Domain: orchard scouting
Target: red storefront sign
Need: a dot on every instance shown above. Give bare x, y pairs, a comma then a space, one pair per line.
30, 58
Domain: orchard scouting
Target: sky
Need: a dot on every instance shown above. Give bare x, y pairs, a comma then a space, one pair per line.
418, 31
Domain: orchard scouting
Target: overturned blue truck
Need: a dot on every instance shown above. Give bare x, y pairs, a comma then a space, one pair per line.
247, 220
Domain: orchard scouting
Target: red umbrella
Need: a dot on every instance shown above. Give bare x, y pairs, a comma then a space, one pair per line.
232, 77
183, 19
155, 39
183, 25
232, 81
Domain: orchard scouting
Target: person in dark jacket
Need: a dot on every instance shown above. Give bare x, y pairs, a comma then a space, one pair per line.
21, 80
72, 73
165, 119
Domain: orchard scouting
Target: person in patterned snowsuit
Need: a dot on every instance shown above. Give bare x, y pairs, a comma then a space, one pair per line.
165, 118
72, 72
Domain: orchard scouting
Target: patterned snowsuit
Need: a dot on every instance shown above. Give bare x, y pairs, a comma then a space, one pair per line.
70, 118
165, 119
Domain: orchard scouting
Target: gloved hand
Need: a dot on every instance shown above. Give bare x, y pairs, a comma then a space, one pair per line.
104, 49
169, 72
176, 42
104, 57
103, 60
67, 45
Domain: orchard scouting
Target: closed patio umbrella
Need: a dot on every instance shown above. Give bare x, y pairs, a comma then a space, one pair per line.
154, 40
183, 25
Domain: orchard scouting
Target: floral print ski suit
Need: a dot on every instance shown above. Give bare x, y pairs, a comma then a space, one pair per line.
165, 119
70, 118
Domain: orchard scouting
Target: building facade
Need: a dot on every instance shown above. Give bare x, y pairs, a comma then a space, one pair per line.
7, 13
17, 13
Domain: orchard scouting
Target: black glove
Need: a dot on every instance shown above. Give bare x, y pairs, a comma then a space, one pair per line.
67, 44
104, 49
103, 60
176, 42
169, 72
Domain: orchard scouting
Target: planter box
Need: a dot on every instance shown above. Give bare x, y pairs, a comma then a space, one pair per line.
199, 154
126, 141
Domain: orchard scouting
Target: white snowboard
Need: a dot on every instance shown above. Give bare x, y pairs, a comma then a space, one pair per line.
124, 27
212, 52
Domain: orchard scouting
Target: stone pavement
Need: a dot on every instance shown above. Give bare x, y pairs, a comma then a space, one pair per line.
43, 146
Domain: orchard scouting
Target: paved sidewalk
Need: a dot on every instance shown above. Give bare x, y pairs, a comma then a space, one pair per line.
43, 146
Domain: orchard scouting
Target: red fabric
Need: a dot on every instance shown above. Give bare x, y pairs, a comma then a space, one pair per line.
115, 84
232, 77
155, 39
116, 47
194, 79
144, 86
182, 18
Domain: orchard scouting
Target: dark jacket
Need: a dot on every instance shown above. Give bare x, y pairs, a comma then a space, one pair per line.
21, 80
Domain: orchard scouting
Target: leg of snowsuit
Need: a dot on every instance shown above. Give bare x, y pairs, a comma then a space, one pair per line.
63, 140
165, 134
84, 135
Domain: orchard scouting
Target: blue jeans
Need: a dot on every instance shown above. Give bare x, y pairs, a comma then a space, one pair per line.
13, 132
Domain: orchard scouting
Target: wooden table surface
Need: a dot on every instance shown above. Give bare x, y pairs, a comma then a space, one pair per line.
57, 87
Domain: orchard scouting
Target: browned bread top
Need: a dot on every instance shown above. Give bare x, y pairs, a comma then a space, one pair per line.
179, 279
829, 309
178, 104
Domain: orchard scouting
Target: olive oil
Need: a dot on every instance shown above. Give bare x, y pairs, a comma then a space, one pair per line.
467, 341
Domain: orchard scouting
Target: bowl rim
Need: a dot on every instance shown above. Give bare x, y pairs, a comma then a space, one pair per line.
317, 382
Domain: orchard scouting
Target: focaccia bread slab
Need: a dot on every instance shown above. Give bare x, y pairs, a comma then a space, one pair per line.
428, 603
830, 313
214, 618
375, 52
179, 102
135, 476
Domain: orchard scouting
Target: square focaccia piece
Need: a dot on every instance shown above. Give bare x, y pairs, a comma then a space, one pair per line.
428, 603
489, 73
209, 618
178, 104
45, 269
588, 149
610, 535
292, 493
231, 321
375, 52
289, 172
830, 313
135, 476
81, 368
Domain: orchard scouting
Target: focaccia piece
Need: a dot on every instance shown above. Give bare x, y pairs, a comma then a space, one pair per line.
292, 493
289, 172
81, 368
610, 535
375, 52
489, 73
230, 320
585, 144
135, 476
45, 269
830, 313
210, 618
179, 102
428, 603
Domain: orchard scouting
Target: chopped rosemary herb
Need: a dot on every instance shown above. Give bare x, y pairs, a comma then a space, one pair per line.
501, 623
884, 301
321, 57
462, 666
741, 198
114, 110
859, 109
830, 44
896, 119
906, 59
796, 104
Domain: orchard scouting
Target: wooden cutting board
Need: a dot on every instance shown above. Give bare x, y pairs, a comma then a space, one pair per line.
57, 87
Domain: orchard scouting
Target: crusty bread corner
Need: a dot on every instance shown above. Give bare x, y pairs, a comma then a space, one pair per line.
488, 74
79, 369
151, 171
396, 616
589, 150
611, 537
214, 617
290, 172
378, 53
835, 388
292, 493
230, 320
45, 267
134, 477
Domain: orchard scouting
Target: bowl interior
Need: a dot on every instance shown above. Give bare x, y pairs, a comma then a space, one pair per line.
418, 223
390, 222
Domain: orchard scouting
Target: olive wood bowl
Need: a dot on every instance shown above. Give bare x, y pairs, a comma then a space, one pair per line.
□ □ □ □
→ **INSTRUCTIONS FOR THE TASK**: Extract exactly and only the lines above from the line containing "Target: olive oil" through the line containing "Target: chopped rosemary herb", both end lines included.

→ **WRITTEN RESPONSE**:
Target: olive oil
Need: a dot on every instance shown above. Give bare x, y pairs, a comma then a space, one pair per line.
467, 341
Domain: orchard scouting
Target: bowl rim
Need: a dot on every instance shown above. Give bare x, y pairs, a comma then a space, one pair per line.
317, 382
Domain: orchard scouting
Target: focaccia bread slab
Need: a dot on every instance shown above. Give bare x, y pairs, a comma then a space, one pair per line.
428, 603
830, 313
214, 618
375, 52
179, 102
135, 476
Domain: orchard scouting
Target: square focaccia piece
Need: a dot on every instance shown above. Give bare x, y pairs, a comma then a space, one pair per line.
428, 603
489, 73
209, 618
178, 104
45, 269
588, 149
610, 535
292, 493
231, 321
375, 52
289, 172
830, 313
135, 476
81, 368
Domain: orchard scouting
Target: focaccia piece
Need: a dot on every instance shown above. Give bare x, y pairs, a comma then a space, one pair per line.
292, 493
289, 172
81, 368
610, 535
375, 52
489, 73
230, 320
585, 144
135, 476
45, 269
830, 313
210, 618
179, 102
428, 603
Domain: orchard scouting
Target: chopped rosemary herb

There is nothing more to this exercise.